Records:
BEGIN

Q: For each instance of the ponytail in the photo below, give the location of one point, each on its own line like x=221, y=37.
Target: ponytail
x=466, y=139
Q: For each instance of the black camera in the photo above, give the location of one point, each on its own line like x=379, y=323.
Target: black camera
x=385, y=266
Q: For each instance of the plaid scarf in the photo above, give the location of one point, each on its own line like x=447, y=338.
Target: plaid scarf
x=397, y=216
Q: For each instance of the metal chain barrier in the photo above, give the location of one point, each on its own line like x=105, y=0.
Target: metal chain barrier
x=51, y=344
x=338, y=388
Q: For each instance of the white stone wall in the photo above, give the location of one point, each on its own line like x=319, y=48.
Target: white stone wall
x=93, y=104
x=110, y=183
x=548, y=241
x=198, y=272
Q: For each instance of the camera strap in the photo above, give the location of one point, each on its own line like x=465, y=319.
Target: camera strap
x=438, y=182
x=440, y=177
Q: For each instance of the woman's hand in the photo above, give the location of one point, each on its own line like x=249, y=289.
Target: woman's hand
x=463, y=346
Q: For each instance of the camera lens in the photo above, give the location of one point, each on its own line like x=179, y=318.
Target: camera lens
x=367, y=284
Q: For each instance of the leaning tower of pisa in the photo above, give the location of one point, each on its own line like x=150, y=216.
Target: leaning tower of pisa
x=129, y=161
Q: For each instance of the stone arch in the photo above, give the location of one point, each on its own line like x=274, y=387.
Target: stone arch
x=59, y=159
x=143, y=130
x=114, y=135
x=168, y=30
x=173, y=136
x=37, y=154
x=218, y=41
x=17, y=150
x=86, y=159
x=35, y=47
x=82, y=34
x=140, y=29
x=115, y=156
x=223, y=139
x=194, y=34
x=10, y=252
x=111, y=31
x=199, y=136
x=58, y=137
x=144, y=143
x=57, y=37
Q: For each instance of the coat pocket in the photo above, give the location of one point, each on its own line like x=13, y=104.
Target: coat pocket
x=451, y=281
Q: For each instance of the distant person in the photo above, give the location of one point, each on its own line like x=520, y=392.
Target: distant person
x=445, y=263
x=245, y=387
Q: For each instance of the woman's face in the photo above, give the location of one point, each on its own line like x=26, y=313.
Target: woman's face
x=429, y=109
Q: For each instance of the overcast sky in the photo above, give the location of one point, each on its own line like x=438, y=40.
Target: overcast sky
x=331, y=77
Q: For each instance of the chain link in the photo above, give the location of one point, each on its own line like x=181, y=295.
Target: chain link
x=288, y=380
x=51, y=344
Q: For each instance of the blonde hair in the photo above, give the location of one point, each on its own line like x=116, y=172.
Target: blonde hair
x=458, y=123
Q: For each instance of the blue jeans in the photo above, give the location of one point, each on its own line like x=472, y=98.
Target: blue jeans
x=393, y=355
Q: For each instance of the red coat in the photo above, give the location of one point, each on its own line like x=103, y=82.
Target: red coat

END

Task: Can you reproduce the data word for word, starting at the line that contains "Q: For each instance of the plaid" and stopping after the line that contains "x=338, y=388"?

Written solution:
Q: For each instance of the plaid scarf in the photo above, give the location of one point, each on its own line like x=447, y=338.
Target: plaid scarf
x=397, y=216
Q: For each instance of the metal chain barrier in the photo above, give the location of one point, each on its own line like x=105, y=0.
Target: metal chain barrier
x=51, y=344
x=338, y=388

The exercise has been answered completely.